**EXERCISE INSTRUCTIONS:**
- 1) Answer these questions using the forum thread about the attempted break-in:
(a) Where was Yukon when the kitchen door opened?
(b) What does jbird720 say they are getting?
(c) What did the police tell Mrs.K to do?
- 2) From the forum thread about the attempted break-in, quote the passage from "Love my dogs, but" up to and including "(Apr 29, 2011)".

**TEXT PASSAGE:**

»»

# Someone "tried" to walk into my house!



## Mrs.K (Jul 14, 2009)

Emphasize lies on *tried*! 

I was in the bathroom when I hear the Kitchen Door opening. I had MaDeuce and Yukon in the house and someone had to physically open the door because it's not a door that opens lightly. 

Anyhow, I hear the door opening, MaDeuce and Yukon went ballistic. Both were with me. MaDeuce in front of the Bathroom and Yukon in the tub as always. Both go ballistic running for the door and whoever or whatever it was, got chased right out of the door. 

By the time I got into the Driveway no one was in sight.... and both dogs were all huffed and puffed up. 

Love my dogs, but that was unreal. I'm hoping we are not scouted and that it was just some kids playing games... 

Still a little shaken up...


----------



## fuzzybunny (Apr 29, 2011)

Very scary! Good thing the dogs are willing to protect their turf.


----------



## Dextersmom (Mar 11, 2013)

That is so scary! Thank goodness for your awesome, alert, protective dogs! 


Sent from Petguide.com Free App


----------



## Cheyanna (Aug 18, 2012)

*Call the cops*

That was scary! :shocked: I would call the cops to report it, just in case there is a rash of this stuff going on in your area. Good job pups!


----------



## Mrs.K (Jul 14, 2009)

The Malinois certainly won't make any compromises which is good to know. Whew.


----------



## jbird720 (Mar 16, 2013)

And that is why I'm getting a GSD!

Sent from Petguide.com Free App


----------



## Mrs.K (Jul 14, 2009)

Cheyanna said:


> That was scary! :shocked: I would call the cops to report it, just in case there is a rash of this stuff going on in your area. Good job pups!


Did call the Cops. First they said they'd send someone out to take my statement but then they just called and calmed me down and to ask a couple of question, to lock all my doors and to call them if something suspicious was going on.


----------



## Lilie (Feb 3, 2010)

««

**RECORDED INFORMATION:**

»»

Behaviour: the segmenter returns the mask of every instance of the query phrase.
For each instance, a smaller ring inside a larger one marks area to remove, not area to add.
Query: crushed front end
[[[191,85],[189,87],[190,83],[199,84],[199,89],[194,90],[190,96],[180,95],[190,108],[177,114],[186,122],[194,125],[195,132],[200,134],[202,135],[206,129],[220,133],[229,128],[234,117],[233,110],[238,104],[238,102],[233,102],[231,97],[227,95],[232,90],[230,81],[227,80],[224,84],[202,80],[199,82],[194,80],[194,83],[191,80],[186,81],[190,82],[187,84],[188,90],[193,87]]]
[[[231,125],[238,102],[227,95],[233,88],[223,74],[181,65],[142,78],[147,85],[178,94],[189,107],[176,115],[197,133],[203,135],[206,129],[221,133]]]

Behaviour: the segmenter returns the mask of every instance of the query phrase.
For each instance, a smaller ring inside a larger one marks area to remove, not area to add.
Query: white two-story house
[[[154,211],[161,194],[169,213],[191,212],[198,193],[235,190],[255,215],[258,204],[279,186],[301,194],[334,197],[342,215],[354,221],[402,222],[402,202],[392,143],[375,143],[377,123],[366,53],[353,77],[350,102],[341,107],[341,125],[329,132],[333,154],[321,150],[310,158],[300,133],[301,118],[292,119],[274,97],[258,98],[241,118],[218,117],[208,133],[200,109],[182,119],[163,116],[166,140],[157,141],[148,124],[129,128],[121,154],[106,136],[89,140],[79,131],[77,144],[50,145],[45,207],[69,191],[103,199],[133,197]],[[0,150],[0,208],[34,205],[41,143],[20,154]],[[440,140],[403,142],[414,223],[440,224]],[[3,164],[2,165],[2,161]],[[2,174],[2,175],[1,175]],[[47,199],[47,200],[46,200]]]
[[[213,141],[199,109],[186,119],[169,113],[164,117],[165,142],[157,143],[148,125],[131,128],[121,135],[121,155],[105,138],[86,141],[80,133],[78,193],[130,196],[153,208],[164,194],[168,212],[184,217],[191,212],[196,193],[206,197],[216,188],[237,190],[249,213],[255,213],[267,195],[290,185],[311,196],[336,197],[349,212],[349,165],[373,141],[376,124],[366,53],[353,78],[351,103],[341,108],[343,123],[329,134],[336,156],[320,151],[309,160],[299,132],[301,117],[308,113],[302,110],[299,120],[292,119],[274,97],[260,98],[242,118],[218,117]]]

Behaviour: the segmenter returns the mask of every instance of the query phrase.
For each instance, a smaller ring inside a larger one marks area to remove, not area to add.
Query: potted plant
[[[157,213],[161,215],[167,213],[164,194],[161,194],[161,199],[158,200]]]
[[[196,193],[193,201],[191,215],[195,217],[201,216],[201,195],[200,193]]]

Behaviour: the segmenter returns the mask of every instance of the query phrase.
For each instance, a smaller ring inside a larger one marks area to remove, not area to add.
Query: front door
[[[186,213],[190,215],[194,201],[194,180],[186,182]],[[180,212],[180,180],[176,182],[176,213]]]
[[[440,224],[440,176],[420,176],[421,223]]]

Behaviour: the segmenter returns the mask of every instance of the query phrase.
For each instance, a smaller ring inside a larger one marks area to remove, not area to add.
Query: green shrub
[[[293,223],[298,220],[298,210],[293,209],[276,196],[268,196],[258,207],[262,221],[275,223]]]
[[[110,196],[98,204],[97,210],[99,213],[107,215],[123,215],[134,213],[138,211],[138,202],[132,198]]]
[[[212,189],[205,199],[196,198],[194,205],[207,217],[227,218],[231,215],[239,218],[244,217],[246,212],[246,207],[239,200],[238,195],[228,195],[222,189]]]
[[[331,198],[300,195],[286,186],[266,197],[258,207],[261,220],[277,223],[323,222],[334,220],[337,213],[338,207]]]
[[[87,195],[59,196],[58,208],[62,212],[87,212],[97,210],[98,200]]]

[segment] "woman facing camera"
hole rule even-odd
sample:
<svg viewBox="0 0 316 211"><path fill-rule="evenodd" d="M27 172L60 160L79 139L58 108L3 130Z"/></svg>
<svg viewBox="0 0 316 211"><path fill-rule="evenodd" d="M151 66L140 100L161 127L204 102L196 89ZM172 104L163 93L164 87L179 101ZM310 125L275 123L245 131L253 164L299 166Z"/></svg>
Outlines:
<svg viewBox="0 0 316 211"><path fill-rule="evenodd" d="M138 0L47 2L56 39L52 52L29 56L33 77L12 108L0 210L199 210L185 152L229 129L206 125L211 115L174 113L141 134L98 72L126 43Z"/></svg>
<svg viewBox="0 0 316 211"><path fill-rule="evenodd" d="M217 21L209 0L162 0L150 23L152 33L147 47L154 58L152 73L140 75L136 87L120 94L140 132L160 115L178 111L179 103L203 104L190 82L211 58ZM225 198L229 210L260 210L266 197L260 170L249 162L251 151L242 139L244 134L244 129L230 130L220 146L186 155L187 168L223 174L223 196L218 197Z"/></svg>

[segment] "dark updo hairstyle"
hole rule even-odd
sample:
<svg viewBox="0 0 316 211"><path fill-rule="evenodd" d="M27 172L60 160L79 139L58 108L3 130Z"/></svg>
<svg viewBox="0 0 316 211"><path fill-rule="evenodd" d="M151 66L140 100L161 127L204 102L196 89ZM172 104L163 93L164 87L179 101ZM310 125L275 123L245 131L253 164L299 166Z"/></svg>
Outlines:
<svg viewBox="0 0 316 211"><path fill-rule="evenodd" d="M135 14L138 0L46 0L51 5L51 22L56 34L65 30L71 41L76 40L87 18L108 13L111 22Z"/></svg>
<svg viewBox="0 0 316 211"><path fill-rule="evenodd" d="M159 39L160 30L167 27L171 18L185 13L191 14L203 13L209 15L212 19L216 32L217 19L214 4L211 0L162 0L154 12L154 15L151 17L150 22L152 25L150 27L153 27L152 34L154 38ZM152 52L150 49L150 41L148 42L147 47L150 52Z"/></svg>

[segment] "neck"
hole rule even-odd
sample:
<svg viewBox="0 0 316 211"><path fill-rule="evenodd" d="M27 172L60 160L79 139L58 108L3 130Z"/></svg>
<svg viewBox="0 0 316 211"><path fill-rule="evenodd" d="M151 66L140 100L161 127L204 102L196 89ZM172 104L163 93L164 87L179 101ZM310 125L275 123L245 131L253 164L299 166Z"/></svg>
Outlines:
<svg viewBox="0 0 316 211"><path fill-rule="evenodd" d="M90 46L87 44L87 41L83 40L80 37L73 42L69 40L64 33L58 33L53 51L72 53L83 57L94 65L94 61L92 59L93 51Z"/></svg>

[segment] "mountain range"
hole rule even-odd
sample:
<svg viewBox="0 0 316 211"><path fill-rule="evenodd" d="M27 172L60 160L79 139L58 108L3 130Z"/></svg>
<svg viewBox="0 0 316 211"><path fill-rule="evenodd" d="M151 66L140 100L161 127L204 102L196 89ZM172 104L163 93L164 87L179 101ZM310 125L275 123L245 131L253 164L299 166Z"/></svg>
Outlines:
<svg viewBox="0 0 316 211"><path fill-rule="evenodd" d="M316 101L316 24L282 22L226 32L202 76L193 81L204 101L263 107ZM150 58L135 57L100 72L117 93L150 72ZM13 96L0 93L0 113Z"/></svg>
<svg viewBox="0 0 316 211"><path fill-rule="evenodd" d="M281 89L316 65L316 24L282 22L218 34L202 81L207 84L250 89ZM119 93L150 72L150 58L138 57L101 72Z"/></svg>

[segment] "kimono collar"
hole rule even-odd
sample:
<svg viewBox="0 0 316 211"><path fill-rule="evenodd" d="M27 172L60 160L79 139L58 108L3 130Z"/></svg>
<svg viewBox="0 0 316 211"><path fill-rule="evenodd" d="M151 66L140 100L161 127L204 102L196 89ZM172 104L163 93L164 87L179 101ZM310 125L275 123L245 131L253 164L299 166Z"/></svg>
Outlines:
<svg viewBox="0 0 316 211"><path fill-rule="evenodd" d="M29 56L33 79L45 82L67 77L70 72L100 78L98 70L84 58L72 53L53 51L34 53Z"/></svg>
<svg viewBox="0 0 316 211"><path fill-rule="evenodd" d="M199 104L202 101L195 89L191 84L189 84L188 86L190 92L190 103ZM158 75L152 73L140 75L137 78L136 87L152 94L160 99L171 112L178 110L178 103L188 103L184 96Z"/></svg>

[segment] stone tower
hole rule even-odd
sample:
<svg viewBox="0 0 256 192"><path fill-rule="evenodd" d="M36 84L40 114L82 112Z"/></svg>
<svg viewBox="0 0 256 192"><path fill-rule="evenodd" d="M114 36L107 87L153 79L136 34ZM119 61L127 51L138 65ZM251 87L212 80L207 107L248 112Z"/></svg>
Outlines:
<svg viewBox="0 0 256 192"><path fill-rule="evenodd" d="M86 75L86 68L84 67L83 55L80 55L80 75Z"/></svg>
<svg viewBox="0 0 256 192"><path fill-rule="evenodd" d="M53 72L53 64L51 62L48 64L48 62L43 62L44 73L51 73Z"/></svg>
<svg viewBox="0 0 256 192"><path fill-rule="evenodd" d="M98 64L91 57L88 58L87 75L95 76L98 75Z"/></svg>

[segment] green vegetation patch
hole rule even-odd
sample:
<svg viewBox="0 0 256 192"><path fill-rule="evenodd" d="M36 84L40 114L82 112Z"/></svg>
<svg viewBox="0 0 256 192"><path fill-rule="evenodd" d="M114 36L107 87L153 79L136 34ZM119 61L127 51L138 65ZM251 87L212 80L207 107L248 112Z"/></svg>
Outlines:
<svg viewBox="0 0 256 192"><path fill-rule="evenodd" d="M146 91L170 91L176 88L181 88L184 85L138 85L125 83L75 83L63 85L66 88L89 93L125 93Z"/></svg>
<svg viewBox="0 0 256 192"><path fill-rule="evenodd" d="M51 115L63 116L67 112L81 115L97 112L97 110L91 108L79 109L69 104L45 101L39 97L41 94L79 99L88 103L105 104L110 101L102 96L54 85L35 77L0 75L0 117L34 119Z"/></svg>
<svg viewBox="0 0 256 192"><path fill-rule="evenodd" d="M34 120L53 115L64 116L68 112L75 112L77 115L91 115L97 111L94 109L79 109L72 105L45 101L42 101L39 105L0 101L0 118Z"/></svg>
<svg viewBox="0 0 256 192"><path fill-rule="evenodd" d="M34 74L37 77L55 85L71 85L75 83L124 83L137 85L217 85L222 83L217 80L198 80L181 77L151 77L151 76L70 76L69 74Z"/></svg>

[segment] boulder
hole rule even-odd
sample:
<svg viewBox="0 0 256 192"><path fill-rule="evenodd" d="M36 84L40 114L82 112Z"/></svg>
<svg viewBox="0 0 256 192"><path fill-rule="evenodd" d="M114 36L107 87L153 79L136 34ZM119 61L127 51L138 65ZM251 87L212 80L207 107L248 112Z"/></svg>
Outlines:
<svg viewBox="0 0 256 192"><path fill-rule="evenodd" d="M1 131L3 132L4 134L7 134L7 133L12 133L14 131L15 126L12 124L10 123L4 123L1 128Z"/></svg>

««

**TASK RESULTS:**
- 1)
(a) In the tub.
(b) A GSD.
(c) Lock all the doors and call them if something suspicious was going on.

- 2)
Love my dogs, but that was unreal. I'm hoping we are not scouted and that it was just some kids playing games... 

Still a little shaken up...


----------



## fuzzybunny (Apr 29, 2011)